### Your assignment
Restate word for word the run of lines that begins at the one containing "Could you point to the dark steep" and ends at the last line of the listing.

### Data provided
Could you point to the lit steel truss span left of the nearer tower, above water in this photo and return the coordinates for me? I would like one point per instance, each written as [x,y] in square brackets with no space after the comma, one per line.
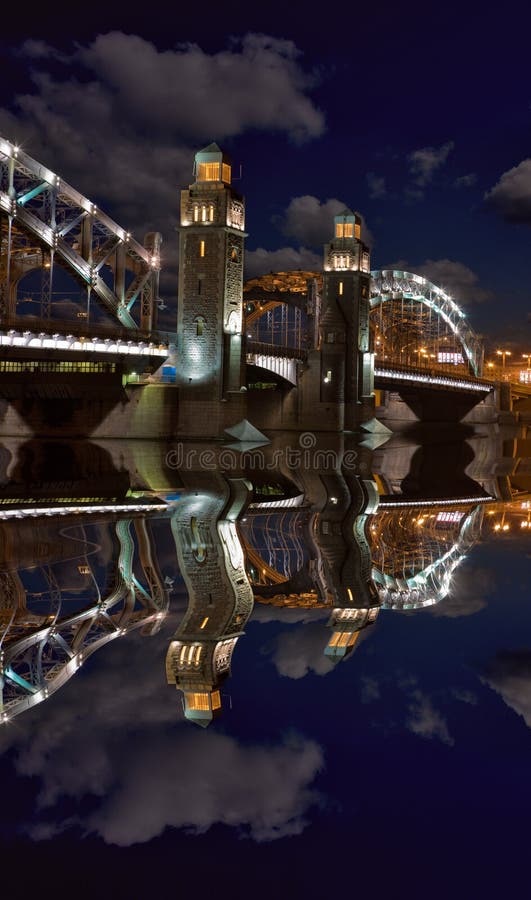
[45,221]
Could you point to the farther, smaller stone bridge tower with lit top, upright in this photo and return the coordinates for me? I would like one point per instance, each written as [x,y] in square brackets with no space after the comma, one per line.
[347,363]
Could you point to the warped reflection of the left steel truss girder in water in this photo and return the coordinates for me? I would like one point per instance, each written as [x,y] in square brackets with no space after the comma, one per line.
[36,664]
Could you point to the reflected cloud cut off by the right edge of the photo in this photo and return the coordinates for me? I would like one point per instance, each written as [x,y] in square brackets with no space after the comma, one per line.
[509,674]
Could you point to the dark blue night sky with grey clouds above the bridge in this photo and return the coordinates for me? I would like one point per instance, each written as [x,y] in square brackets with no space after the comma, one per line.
[419,117]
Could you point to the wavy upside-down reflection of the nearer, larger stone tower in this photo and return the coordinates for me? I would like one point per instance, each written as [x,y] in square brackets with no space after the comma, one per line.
[220,597]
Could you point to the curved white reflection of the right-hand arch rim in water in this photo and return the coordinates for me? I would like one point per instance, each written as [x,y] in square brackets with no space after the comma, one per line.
[431,583]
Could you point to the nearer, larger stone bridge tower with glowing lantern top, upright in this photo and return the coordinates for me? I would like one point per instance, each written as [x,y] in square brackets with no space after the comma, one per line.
[210,316]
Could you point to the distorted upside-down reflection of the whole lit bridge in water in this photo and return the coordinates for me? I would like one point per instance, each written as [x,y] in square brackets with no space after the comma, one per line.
[81,569]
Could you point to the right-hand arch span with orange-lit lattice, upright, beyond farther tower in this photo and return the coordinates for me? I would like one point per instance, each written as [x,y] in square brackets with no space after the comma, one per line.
[418,325]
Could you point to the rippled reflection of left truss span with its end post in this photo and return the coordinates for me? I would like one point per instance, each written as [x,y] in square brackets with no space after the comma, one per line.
[39,653]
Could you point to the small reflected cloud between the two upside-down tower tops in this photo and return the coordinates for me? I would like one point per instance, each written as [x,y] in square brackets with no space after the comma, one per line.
[298,652]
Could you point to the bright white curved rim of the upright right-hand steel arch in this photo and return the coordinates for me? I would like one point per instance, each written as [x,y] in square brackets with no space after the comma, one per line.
[392,285]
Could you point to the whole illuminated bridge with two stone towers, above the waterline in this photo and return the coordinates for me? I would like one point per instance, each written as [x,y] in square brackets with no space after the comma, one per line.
[337,342]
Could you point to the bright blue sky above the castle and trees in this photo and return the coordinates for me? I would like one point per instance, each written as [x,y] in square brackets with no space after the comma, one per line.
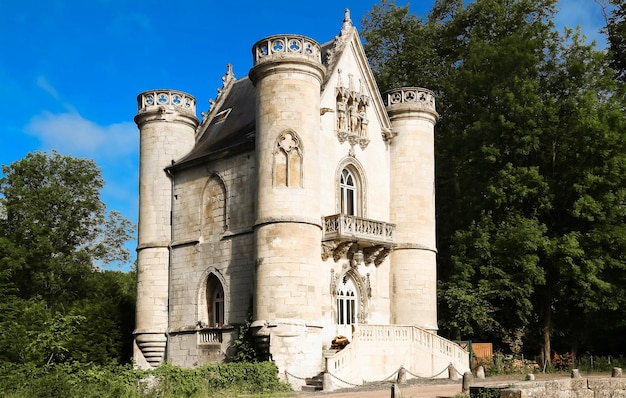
[70,70]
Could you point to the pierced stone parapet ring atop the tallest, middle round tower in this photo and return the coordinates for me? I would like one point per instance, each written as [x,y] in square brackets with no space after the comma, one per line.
[294,47]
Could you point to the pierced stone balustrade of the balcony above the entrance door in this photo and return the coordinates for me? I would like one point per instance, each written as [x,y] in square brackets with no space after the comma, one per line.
[353,227]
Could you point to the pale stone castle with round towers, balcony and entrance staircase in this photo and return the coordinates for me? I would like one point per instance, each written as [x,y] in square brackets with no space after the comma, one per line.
[304,198]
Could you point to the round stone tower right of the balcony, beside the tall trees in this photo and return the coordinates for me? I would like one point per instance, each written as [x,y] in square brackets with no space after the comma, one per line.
[413,262]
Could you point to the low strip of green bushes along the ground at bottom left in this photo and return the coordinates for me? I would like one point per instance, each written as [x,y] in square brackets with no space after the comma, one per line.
[94,381]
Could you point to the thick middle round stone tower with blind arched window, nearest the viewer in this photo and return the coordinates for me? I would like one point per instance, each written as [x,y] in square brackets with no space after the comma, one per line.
[287,72]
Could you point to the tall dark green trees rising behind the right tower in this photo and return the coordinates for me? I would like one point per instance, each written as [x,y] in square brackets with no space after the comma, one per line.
[530,157]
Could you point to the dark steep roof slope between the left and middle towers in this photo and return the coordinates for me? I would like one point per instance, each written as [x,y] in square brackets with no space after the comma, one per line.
[225,134]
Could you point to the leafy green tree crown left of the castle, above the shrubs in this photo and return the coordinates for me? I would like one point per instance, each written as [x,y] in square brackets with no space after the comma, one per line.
[56,228]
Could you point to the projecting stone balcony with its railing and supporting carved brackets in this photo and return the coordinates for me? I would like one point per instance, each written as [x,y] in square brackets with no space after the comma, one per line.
[356,238]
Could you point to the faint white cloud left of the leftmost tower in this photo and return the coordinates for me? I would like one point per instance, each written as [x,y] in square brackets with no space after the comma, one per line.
[70,133]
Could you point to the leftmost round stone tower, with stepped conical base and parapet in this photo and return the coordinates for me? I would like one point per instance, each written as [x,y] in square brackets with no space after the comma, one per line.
[167,124]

### Reply to the task
Could you point to the dark steep roof slope between the left and middle towers in this photo and return the coordinates for me? I would like one point per instance, each written as [x,y] in square brackets with no space after the comma, one per line.
[225,134]
Could you point to the leafy green tree crown left of the castle, above the shrubs in this photo and return the coordinates for me? I would like one point per instance, each written as [x,y] in square brackets with no space after the comma, one per line.
[56,228]
Could you point to the projecting stone balcony with its railing and supporting carved brackets in this photo and return the coordinates for me? I would like one point per instance, each written as [x,y] in square brackets with no space after the comma, one per line.
[356,238]
Could you point to the faint white cloud left of the leftmost tower in this photo and return the coordinates for me? I would like one point per instance, each written as [x,y] in square brackets with no space after the comma, one per line.
[70,133]
Could you point to the leftmost round stone tower, with stepped conical base and parapet in this photo and return the coordinates for me? I would like one point per instance, each written as [x,y] in square brackets with no space after the comma, one per line.
[167,124]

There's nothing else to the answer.